= GOAL =
Can you put the material, starting at its first line and ending at the line that contains "pixel 67 293" (including that line), into a Markdown table with the columns Row and Line, leaving out blank lines?
-- START DATA SHOWN --
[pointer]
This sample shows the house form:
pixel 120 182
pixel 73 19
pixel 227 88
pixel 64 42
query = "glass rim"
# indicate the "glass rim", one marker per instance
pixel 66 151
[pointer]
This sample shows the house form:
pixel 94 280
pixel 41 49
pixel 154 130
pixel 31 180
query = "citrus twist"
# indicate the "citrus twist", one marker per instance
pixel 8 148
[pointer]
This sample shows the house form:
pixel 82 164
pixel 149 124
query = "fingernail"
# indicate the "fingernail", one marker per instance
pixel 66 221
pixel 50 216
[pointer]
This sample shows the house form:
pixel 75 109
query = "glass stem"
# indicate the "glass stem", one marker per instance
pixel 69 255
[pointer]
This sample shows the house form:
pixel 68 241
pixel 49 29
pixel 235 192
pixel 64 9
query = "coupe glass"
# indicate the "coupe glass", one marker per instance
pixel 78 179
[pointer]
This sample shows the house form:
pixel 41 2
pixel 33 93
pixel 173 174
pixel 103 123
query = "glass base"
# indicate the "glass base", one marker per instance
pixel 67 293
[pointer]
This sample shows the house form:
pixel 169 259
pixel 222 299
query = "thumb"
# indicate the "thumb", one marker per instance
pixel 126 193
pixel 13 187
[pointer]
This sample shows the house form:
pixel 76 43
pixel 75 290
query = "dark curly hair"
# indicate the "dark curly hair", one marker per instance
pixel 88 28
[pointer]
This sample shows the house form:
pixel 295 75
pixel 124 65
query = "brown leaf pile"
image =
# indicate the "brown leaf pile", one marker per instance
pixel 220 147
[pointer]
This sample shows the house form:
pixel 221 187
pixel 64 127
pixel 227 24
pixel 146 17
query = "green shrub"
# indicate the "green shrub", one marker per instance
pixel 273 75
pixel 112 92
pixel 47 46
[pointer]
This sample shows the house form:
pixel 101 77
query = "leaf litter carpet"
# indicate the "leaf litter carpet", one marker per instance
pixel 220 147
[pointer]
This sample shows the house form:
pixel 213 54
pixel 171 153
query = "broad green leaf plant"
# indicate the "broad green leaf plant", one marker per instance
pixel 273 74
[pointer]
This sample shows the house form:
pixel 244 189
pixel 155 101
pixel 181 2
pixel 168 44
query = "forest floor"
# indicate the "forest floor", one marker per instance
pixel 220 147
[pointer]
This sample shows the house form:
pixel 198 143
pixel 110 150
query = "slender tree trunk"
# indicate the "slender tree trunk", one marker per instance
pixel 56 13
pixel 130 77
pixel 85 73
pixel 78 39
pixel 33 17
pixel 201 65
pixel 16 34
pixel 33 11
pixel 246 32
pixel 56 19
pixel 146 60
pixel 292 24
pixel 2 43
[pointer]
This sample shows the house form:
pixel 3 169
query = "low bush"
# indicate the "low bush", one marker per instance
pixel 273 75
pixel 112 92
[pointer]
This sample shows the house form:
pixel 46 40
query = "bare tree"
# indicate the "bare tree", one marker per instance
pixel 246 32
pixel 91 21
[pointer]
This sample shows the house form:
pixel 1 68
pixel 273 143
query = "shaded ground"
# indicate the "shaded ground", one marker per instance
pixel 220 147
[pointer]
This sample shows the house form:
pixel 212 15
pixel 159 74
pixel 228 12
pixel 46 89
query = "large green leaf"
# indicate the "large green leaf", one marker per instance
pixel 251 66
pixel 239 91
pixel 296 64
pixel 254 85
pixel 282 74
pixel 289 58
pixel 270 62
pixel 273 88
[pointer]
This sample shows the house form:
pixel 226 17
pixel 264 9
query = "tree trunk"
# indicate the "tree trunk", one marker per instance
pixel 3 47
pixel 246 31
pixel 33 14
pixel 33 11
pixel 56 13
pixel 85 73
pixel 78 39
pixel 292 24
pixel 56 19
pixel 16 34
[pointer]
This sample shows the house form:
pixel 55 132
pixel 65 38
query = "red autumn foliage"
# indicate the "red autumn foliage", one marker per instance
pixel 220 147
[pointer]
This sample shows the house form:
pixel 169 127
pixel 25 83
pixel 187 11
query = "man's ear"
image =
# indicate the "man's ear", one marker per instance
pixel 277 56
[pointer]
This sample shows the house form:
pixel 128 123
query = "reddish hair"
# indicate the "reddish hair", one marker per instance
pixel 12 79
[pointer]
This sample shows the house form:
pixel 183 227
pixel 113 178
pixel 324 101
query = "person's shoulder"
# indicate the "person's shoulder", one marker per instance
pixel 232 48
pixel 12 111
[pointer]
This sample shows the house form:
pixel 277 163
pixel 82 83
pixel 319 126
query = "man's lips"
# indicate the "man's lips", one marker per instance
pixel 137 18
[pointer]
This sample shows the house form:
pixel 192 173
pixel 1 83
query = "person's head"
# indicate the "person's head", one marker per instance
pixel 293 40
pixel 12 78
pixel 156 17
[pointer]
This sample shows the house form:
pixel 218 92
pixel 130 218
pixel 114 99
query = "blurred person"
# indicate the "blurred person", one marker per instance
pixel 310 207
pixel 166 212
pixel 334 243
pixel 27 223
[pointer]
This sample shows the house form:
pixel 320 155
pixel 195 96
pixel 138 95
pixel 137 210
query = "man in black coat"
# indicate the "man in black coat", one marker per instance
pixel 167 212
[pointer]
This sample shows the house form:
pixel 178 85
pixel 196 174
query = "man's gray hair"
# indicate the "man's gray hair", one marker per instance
-- END DATA SHOWN --
= TASK RESULT =
| Row | Line |
|---|---|
| 1 | [pointer] |
| 2 | This sample shows the house form: |
| 3 | pixel 120 182 |
| 4 | pixel 73 19 |
| 5 | pixel 227 88 |
| 6 | pixel 64 42 |
| 7 | query = "glass rim" |
| 8 | # indicate the "glass rim", one marker per instance |
| 9 | pixel 66 151 |
| 10 | [pointer] |
| 11 | This sample shows the house form: |
| 12 | pixel 94 280 |
| 13 | pixel 41 49 |
| 14 | pixel 154 130 |
| 15 | pixel 31 180 |
| 16 | query = "citrus twist" |
| 17 | # indicate the "citrus twist", one marker per instance |
| 18 | pixel 8 148 |
| 19 | [pointer] |
| 20 | This sample shows the house form: |
| 21 | pixel 82 164 |
| 22 | pixel 149 124 |
| 23 | query = "fingernail" |
| 24 | # indicate the "fingernail", one marker per instance |
| 25 | pixel 66 221 |
| 26 | pixel 50 216 |
| 27 | [pointer] |
| 28 | This sample shows the house form: |
| 29 | pixel 75 109 |
| 30 | query = "glass stem" |
| 31 | # indicate the "glass stem", one marker per instance |
| 32 | pixel 69 255 |
| 33 | [pointer] |
| 34 | This sample shows the house form: |
| 35 | pixel 68 241 |
| 36 | pixel 49 29 |
| 37 | pixel 235 192 |
| 38 | pixel 64 9 |
| 39 | query = "coupe glass" |
| 40 | # indicate the "coupe glass", one marker per instance |
| 41 | pixel 78 179 |
| 42 | [pointer] |
| 43 | This sample shows the house form: |
| 44 | pixel 41 2 |
| 45 | pixel 33 93 |
| 46 | pixel 173 174 |
| 47 | pixel 103 123 |
| 48 | query = "glass base" |
| 49 | # indicate the "glass base", one marker per instance |
| 50 | pixel 67 293 |